* WHAT YOU HAVE TO DO: Pictures in the listing should not be copied. Reproduce, word for word, each line from the one holding "Where can the boy's face" through the final line.

* ITEMS:
* BEGIN *

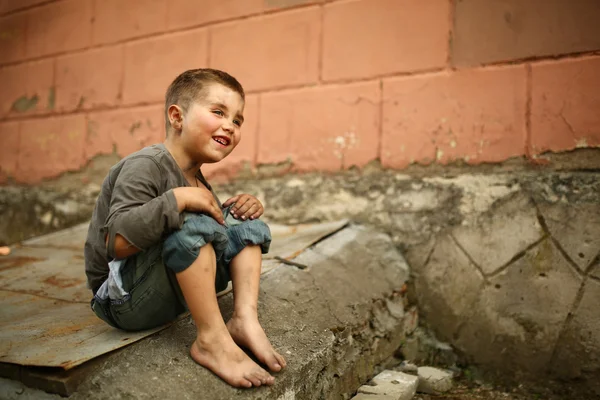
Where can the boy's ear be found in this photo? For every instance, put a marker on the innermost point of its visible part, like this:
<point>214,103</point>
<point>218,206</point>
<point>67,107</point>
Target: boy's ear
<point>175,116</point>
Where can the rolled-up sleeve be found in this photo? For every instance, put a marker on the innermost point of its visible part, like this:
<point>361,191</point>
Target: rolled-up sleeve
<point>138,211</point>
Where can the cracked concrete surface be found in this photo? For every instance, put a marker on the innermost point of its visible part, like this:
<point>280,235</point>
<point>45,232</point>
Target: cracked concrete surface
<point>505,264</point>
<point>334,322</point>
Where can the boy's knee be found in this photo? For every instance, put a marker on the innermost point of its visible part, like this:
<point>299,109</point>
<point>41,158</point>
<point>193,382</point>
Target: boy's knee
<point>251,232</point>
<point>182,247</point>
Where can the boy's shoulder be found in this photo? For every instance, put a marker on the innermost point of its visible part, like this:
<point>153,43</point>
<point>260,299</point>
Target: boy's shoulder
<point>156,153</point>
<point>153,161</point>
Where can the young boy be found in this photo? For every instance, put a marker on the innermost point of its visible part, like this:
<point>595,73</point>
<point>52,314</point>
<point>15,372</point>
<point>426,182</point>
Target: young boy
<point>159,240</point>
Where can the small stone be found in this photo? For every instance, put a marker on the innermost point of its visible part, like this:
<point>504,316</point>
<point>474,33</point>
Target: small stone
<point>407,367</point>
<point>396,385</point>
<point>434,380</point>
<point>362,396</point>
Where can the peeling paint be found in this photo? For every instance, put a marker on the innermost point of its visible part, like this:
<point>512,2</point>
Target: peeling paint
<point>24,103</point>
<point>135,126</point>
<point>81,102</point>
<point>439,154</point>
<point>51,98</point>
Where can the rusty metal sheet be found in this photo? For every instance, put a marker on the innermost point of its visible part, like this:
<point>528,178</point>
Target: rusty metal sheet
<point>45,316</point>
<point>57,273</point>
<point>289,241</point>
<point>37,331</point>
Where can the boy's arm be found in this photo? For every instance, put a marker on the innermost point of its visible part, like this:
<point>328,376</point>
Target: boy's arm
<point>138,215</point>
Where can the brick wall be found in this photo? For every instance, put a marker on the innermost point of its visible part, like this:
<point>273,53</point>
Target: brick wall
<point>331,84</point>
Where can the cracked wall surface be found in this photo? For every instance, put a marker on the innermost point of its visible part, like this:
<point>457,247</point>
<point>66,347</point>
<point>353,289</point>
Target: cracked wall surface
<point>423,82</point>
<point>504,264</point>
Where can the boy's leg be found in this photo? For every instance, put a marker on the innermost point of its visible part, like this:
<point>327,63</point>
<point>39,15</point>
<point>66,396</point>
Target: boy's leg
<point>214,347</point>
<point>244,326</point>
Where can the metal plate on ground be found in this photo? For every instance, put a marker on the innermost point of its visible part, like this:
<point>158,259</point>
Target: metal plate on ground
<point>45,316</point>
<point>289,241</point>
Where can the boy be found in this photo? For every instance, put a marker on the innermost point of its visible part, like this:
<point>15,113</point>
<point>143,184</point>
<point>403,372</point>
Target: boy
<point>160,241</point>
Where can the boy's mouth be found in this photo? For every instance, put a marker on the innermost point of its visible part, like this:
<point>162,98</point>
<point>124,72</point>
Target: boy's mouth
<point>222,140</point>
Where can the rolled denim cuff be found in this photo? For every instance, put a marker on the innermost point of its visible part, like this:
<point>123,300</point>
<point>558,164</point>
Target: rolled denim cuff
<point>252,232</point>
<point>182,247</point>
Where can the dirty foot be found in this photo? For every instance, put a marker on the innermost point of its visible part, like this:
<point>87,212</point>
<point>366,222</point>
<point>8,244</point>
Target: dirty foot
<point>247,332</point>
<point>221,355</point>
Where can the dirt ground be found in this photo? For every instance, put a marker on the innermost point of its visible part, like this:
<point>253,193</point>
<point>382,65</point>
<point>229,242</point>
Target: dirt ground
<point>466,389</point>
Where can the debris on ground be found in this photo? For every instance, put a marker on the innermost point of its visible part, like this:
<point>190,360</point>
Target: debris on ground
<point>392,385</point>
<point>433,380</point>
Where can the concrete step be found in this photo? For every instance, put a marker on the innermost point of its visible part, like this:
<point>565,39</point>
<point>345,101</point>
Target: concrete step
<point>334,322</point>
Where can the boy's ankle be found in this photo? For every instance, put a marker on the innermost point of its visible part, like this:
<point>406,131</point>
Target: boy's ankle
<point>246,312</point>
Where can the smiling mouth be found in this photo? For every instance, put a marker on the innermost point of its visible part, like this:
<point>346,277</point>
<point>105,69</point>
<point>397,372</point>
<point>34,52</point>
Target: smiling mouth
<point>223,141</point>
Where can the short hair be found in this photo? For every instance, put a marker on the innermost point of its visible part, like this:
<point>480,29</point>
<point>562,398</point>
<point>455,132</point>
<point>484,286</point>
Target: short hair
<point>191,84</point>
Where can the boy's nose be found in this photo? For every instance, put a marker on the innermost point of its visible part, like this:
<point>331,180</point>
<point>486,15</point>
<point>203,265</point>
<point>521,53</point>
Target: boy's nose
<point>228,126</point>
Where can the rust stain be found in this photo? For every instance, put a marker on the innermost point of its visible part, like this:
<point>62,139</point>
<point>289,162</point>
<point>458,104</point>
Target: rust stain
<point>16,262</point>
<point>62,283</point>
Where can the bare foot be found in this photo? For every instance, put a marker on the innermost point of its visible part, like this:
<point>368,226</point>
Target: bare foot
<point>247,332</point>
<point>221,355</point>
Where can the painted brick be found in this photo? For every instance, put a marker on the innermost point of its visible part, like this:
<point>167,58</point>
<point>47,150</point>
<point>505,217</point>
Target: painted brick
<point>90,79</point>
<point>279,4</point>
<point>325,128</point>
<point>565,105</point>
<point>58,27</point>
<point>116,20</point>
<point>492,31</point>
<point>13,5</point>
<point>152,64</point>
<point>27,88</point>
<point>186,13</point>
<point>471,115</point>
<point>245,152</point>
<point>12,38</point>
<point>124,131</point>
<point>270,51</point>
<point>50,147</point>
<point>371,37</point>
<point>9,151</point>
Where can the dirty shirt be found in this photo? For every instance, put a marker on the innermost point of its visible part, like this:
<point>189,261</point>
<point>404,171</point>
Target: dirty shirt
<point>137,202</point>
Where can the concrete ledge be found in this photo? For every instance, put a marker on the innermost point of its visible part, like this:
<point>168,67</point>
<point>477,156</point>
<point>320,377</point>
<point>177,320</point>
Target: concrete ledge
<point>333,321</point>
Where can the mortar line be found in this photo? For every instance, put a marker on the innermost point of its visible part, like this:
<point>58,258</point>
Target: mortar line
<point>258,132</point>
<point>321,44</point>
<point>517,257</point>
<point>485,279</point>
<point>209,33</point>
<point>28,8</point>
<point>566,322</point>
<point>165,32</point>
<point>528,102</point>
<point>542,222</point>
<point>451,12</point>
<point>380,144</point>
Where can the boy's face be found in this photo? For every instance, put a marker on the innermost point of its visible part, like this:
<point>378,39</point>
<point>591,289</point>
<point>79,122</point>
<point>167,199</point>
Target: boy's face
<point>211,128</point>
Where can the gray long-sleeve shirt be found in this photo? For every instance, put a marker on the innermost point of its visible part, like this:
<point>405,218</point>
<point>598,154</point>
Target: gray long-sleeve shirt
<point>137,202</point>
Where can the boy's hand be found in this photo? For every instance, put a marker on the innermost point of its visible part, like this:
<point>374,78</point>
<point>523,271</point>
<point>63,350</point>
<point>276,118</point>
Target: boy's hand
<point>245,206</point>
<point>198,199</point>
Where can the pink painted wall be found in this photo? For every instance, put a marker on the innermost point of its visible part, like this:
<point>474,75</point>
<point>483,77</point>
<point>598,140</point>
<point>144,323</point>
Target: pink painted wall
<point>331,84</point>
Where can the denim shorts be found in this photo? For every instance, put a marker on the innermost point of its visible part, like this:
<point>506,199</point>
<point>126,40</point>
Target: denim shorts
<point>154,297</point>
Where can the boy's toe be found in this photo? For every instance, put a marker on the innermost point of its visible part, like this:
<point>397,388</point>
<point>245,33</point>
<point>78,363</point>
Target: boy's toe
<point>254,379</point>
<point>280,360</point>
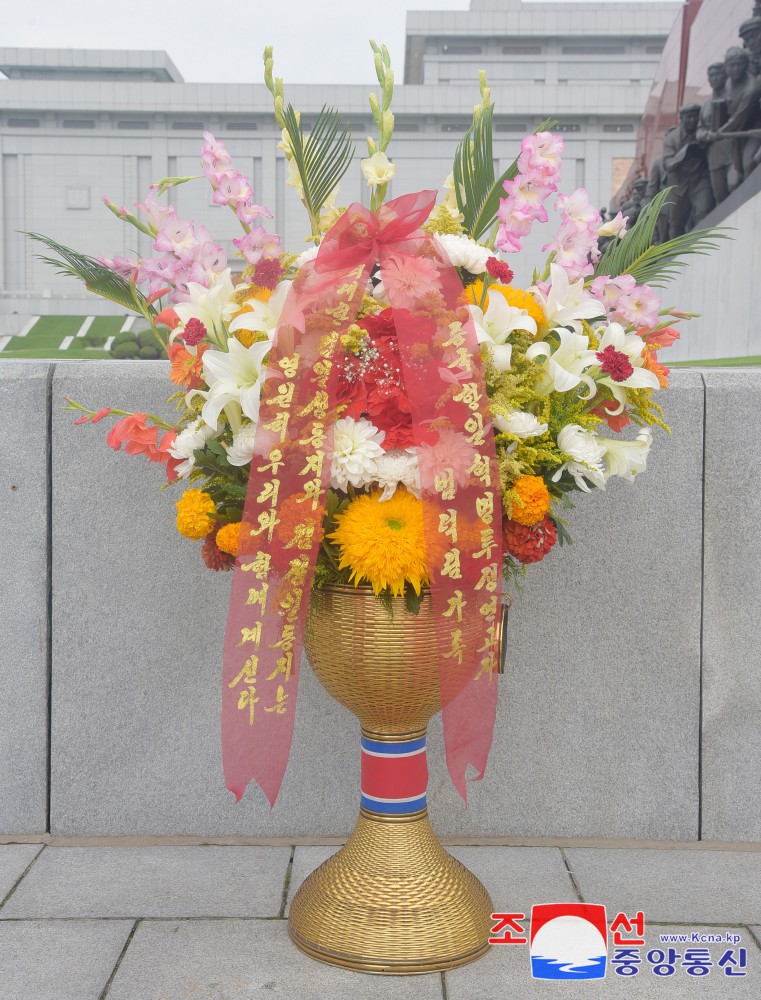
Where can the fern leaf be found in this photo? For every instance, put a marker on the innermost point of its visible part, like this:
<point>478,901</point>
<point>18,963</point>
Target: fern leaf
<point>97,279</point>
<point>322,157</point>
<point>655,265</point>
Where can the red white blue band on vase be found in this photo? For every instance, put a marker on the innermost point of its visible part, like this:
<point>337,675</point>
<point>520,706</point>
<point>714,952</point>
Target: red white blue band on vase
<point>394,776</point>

* END *

* PROBLEM SOLUTION:
Where can the boy's face be found in this photo? For every instance, put a marker on the innermost point of its visible part, like this:
<point>378,39</point>
<point>591,289</point>
<point>79,122</point>
<point>167,199</point>
Target: boy's face
<point>211,128</point>
Where can the gray long-sleeve shirt be found in this photo? For every instance, put a marker on the innermost point of its visible part, like this:
<point>405,218</point>
<point>598,154</point>
Target: gray long-sleeve shirt
<point>137,202</point>
Where can the boy's hand be found in this photo? For every instance, put a marker on the innermost point of its visible part, like this:
<point>374,78</point>
<point>523,271</point>
<point>63,350</point>
<point>276,118</point>
Target: boy's hand
<point>245,206</point>
<point>198,199</point>
Where can the pink painted wall be found in this photo? For every instance, put a marker on the innermost point of its visible part, like this:
<point>474,75</point>
<point>483,77</point>
<point>598,140</point>
<point>144,323</point>
Target: pink painted wall
<point>331,84</point>
Where can the denim shorts be found in this photo? For every instance, put a marker on the innermost point of its visible part, like this:
<point>506,199</point>
<point>126,40</point>
Target: denim shorts
<point>154,297</point>
Where can the boy's toe be found in this photo? For every instance, put a marker on the innermost point of its visible part, like this:
<point>397,388</point>
<point>245,33</point>
<point>78,363</point>
Target: boy's toe
<point>254,379</point>
<point>280,360</point>
Where can the fern leaf be found in this photo? For every instance, put a marker on the innermost point of its visible part, like this:
<point>478,901</point>
<point>18,963</point>
Target: fern leaf
<point>97,279</point>
<point>322,157</point>
<point>655,265</point>
Where can the red white blue band on vase be found in this photo? For every instance, put a marker on the innermost point of its visible part, like this:
<point>337,675</point>
<point>520,706</point>
<point>714,952</point>
Target: red white blue band on vase
<point>394,776</point>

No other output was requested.